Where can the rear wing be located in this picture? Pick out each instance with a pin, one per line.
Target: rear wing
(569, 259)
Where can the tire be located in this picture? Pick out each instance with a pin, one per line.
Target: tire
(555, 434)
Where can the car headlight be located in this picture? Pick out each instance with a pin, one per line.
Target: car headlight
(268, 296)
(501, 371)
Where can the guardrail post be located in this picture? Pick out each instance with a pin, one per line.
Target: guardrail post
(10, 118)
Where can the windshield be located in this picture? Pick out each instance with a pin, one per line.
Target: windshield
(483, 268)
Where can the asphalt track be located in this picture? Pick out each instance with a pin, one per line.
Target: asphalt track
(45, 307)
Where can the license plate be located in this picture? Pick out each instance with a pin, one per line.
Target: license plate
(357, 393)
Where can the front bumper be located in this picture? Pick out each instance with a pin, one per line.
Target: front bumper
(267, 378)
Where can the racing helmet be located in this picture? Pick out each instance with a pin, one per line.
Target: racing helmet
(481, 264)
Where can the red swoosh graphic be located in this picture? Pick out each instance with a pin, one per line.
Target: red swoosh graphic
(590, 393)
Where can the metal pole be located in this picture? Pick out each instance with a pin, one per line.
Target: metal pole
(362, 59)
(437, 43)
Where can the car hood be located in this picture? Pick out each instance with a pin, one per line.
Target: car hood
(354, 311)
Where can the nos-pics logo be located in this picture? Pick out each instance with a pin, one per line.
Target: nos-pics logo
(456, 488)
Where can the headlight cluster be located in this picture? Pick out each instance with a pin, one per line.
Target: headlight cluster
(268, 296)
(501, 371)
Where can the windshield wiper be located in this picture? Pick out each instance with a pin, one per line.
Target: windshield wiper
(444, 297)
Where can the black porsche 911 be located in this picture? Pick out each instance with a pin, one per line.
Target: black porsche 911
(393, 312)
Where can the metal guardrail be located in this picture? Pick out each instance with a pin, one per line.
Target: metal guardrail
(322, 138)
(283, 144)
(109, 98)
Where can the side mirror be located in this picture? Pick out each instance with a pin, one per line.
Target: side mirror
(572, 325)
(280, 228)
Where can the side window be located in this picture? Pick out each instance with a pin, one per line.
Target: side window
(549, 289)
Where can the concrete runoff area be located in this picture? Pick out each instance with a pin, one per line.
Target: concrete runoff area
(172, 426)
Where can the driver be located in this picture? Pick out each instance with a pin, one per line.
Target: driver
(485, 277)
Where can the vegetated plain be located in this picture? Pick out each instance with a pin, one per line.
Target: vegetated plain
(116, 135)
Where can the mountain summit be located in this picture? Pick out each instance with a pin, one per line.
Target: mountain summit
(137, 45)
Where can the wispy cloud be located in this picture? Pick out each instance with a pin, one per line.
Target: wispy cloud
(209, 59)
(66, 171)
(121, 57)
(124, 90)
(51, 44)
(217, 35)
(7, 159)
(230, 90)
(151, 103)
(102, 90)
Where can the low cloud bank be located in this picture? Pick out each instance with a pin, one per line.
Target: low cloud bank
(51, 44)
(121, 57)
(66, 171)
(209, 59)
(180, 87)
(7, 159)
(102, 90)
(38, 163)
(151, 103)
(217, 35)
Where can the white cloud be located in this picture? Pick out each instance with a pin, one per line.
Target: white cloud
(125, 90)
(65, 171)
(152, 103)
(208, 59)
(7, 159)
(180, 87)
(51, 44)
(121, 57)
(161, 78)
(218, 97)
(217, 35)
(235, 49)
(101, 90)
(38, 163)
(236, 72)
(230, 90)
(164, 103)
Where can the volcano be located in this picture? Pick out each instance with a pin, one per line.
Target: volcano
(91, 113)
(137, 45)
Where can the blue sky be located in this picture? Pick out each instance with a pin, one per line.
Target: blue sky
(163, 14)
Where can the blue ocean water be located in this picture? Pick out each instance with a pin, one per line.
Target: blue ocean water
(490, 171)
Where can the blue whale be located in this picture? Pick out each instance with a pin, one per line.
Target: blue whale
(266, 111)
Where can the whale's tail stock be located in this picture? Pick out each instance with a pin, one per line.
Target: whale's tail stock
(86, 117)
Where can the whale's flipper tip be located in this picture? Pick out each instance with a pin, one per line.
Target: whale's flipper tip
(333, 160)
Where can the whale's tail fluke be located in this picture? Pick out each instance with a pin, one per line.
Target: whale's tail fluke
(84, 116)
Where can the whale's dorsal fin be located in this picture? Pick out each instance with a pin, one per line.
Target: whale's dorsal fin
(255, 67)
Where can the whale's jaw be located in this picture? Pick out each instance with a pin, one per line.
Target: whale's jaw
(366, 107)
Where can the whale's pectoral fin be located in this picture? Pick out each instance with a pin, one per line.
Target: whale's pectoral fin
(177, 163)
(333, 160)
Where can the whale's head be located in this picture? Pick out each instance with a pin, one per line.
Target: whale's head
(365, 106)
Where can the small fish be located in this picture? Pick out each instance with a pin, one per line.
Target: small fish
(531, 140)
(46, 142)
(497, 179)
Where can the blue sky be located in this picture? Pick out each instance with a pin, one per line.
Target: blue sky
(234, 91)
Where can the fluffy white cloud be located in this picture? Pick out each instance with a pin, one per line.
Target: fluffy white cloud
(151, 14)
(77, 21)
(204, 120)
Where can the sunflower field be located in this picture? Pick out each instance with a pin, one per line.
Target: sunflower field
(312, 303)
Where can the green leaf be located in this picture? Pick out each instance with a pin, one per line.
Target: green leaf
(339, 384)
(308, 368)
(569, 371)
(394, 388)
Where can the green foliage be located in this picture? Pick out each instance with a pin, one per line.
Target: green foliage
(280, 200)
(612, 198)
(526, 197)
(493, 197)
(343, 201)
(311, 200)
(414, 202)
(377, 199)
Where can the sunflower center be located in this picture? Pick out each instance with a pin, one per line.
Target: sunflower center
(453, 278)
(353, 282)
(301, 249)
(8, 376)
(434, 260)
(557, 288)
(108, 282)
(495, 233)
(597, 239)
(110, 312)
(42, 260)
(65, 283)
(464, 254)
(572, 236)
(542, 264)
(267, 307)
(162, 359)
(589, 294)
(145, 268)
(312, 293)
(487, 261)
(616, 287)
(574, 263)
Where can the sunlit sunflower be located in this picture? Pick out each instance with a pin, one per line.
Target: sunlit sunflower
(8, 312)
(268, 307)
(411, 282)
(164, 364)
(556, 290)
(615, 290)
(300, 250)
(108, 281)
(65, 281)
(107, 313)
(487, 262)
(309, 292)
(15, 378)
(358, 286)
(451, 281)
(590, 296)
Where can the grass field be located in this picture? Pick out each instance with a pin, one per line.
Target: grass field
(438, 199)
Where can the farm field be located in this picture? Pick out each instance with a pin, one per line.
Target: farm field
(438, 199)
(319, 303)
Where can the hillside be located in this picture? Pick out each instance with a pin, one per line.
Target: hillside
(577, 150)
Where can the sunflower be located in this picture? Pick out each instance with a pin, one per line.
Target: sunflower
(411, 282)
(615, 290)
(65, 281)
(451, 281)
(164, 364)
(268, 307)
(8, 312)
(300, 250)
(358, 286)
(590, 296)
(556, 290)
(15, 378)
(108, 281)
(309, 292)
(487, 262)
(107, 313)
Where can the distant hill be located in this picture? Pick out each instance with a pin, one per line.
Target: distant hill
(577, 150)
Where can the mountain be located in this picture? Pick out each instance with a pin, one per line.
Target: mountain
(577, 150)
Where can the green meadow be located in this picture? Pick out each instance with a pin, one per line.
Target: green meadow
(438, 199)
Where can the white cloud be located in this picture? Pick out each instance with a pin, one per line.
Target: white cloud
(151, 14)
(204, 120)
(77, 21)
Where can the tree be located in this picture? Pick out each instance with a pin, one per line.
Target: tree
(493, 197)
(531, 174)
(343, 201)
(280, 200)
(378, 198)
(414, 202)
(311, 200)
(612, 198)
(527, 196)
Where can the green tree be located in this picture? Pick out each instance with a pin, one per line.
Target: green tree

EXERCISE DESCRIPTION
All lines from the one containing "Where can the hillside" through the end of the records, both ends included, are to be quoted exactly; please add nothing else.

COMPLETE RESPONSE
Where can the hillside be located in this picture? Pick out each instance with a pin, one per line.
Target: hillside
(577, 150)
Where can the sunflower be located in this picture? Pick out each instance with a pin, one per line.
Target: sunflower
(411, 282)
(615, 290)
(65, 281)
(451, 281)
(164, 364)
(268, 307)
(8, 312)
(300, 250)
(358, 286)
(590, 296)
(556, 290)
(15, 378)
(108, 281)
(309, 292)
(487, 262)
(107, 313)
Where can the distant hill be located in this picture? Pick out each instance with a pin, one per line.
Target: distant hill
(577, 150)
Where can the mountain be located in this picture? Pick out each instance with a pin, one per line.
Target: mountain
(577, 150)
Where can the green meadow be located in this picture? Pick out each instance with a pin, one per line.
Target: green meadow
(438, 199)
Where can the white cloud be located in this picture? Pick out each instance with a pin, one per line.
Target: white cloud
(151, 14)
(204, 120)
(77, 21)
Where can the tree be located in this picture? Pick out each instance with a pin, one per line.
Target: tree
(493, 197)
(531, 174)
(343, 201)
(280, 200)
(378, 198)
(414, 202)
(311, 200)
(612, 198)
(527, 196)
Where can the green tree be located in this picture? Pick out each instance with a pin, one per line.
Target: green tree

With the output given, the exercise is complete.